• _PROBLEM_:
Identify each line in the items below that contains the word "yellow", and copy those lines.

── DATASET RECORDS

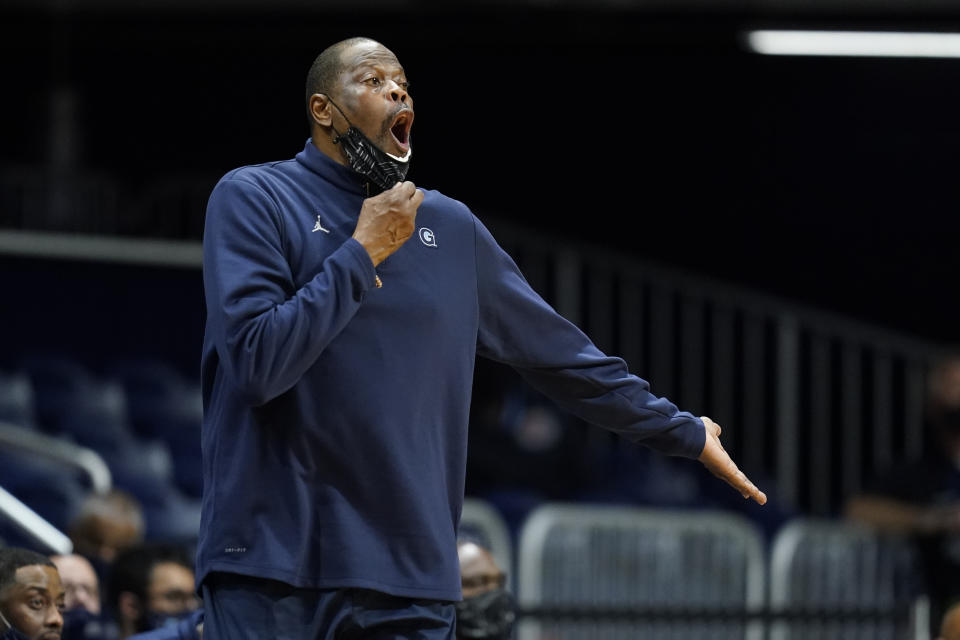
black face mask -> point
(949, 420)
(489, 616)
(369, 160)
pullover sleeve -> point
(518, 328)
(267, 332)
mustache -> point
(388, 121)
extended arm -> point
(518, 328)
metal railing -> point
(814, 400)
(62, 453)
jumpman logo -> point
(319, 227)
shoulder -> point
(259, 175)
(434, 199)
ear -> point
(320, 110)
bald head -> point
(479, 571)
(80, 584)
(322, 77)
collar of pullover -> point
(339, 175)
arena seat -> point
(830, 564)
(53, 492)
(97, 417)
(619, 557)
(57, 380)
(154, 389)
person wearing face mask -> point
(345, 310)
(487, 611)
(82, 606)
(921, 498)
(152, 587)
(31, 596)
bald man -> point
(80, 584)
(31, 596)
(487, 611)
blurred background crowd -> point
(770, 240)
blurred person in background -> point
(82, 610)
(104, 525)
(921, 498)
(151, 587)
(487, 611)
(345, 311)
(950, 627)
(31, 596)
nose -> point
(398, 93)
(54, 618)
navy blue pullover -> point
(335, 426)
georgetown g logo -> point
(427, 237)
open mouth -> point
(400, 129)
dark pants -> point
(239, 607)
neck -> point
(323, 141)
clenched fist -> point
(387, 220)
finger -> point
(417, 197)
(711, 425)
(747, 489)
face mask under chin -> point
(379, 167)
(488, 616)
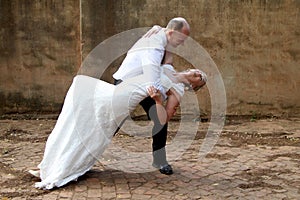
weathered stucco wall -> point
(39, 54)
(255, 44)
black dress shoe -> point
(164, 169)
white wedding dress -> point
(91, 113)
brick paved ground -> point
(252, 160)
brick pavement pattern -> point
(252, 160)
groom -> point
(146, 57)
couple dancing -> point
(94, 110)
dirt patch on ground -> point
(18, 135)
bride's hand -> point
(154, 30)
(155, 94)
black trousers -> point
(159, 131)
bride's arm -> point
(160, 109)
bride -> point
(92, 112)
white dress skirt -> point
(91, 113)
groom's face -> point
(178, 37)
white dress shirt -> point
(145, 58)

────
── DATASET RECORDS

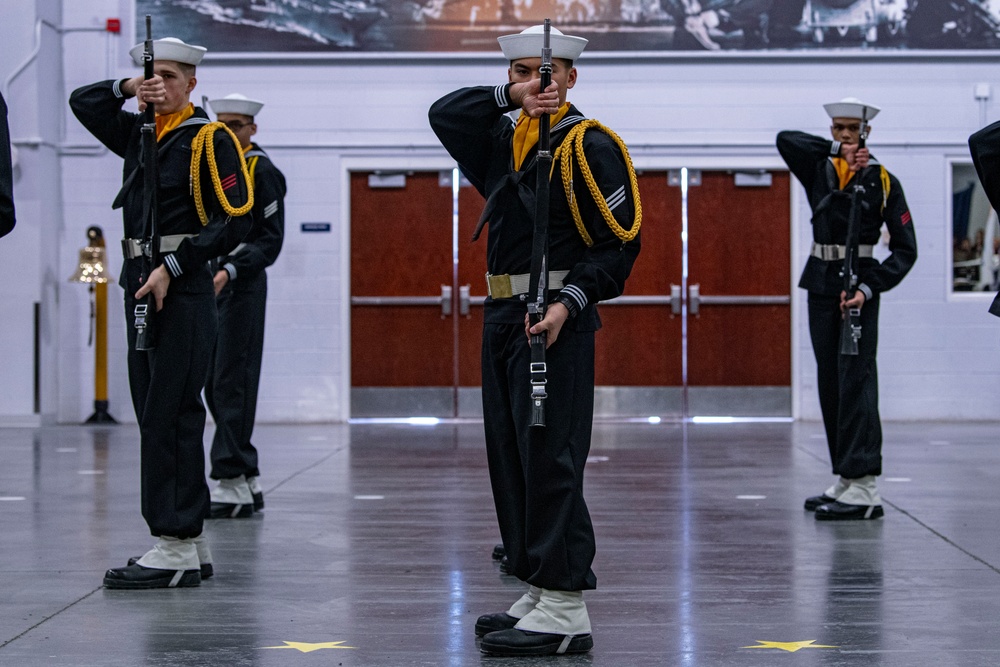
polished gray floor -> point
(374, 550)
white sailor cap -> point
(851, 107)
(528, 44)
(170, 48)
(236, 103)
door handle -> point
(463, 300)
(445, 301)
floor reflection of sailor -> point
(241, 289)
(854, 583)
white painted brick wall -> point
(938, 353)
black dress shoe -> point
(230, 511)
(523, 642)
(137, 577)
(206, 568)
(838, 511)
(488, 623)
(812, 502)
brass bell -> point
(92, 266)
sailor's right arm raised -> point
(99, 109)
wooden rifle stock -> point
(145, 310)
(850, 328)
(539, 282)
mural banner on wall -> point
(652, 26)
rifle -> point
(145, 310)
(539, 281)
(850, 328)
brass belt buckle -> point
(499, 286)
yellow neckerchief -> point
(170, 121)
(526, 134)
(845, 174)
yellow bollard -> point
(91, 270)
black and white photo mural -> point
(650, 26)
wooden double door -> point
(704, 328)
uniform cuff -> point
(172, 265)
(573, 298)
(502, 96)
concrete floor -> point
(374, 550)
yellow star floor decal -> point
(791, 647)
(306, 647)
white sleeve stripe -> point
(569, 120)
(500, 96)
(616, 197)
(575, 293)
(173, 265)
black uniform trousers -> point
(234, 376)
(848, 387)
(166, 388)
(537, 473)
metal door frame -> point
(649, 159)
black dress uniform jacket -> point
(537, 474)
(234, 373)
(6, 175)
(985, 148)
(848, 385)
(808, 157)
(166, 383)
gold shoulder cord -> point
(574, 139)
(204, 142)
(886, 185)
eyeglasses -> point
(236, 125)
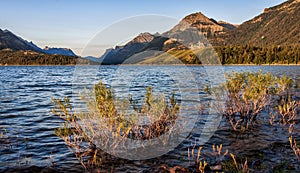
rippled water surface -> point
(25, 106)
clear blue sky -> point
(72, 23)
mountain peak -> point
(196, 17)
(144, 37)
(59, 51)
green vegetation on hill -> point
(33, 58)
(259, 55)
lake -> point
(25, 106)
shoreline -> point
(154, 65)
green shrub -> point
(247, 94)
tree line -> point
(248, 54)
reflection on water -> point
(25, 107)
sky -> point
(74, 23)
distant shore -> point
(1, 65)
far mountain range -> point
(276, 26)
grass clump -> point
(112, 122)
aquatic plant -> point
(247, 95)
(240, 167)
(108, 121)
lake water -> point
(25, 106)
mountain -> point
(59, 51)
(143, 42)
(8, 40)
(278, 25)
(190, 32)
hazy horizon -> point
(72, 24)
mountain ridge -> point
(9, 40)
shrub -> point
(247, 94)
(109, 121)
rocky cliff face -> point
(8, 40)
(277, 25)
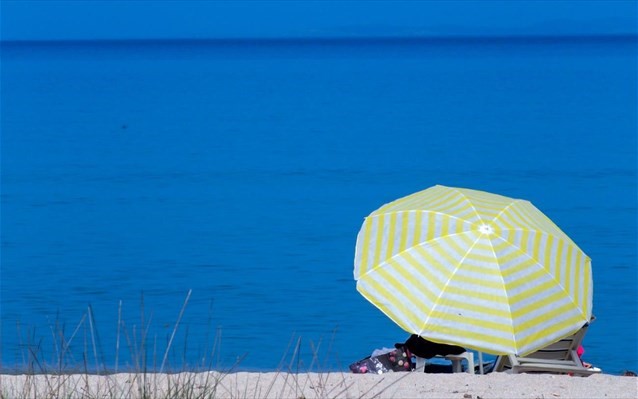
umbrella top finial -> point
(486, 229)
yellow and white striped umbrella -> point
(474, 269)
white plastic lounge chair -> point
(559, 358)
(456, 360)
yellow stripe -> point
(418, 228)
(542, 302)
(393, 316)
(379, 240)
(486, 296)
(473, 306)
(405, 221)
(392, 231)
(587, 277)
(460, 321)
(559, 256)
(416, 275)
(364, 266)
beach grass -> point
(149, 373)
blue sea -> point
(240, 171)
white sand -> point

────
── DATASET RECORDS

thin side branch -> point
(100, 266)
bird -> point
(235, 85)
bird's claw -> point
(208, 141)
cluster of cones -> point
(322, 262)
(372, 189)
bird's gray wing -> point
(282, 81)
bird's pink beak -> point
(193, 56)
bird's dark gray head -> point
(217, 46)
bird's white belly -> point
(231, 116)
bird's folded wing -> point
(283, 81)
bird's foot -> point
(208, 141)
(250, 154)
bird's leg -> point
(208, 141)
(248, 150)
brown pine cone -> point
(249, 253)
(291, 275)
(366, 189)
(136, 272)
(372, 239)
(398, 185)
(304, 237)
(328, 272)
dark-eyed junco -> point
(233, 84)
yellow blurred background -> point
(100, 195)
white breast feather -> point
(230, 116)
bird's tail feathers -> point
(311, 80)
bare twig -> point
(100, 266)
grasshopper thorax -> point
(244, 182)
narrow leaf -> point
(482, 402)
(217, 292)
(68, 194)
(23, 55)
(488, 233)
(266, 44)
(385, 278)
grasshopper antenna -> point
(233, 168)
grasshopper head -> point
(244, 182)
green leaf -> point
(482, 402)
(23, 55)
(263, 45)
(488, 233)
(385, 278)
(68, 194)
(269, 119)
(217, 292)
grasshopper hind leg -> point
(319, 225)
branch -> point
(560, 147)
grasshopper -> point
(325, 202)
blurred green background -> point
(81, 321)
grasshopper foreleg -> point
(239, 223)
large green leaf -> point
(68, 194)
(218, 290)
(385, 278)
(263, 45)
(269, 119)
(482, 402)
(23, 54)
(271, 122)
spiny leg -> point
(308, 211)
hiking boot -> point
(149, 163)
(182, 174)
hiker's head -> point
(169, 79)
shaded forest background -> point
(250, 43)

────

• _SOLUTION TO THE PROBLEM_:
yellow neckerchief -> point
yellow bollard -> point
yellow star floor decal -> point
yellow and white striped umbrella -> point
yellow stripe -> point
yellow blurred background -> point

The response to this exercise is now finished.